What you have to do → Write out the material again starting at the line that contains "Identify each instance of the potted" and ending at its last line, both included, with the requests left as they are. Rescale every pixel coordinate in the answers by multiplying it by 0.8 and rounding to the nearest whole number, with halves rounded up.
********
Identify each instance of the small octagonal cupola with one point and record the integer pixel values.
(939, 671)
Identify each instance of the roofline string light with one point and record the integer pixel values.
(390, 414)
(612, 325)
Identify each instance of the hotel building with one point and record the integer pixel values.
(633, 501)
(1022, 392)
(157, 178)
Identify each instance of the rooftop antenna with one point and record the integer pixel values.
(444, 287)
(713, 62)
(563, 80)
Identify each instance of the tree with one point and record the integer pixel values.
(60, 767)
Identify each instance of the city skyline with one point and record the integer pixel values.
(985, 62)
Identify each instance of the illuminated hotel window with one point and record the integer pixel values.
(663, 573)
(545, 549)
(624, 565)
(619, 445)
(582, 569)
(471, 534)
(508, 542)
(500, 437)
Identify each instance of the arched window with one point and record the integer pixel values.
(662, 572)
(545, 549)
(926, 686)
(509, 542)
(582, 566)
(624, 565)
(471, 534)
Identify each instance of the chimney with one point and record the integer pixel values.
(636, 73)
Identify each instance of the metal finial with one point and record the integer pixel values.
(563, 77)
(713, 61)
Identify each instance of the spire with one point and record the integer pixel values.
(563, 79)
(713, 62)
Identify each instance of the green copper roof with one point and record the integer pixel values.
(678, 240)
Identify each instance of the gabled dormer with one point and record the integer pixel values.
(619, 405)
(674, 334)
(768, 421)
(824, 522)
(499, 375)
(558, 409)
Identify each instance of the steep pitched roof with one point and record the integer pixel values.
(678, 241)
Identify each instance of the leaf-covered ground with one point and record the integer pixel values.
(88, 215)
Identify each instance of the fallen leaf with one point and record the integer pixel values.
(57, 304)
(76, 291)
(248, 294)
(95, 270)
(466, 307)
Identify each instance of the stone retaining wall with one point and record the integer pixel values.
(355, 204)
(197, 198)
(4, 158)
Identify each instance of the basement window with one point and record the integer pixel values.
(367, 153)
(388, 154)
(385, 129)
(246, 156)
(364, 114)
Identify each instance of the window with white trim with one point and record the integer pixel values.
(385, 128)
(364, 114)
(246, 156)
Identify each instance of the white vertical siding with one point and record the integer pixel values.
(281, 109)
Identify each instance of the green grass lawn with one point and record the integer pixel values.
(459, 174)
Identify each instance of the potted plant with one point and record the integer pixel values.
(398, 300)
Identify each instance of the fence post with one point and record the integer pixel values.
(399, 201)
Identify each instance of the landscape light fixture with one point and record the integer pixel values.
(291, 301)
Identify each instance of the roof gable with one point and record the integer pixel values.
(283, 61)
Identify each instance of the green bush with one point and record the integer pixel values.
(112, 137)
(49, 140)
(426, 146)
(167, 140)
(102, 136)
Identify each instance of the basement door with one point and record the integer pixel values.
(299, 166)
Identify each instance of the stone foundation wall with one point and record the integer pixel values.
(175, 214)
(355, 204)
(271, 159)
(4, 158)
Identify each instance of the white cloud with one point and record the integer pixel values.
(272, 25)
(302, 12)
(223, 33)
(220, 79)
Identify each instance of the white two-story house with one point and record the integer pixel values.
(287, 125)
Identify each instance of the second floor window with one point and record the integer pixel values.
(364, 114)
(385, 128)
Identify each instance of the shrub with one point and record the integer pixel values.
********
Reply to the exercise →
Identify each instance of the potted plant with one point and record the integer pixel values.
(318, 240)
Identify each instance of the fence post with one point and record the integer pixel values.
(319, 161)
Identify each instance of the landscape light fixture with one point and record the integer pixel values.
(233, 241)
Identify each instance of the roof gable with one point and record the integer pixel values.
(226, 49)
Identify each instance of the green bush with one point and record the integer pixel values.
(90, 110)
(39, 112)
(341, 117)
(134, 112)
(82, 109)
Identify each instance of the basement door with one point and record the integer pixel values.
(239, 133)
Identify each instance of the stone foundation wall with one point and record the integer pixel values.
(140, 171)
(284, 163)
(217, 127)
(3, 126)
Identify each instance of the white cloud with one point and record the integer pixel values.
(218, 20)
(242, 10)
(178, 26)
(176, 63)
Identify each instance of the white two-story house with one point and record the integer pixel values.
(230, 100)
Identify each instance of the second floor window with one point and record the integer pixel values.
(291, 91)
(308, 102)
Identify each instance of the shrub with one point and record the integer pixel values.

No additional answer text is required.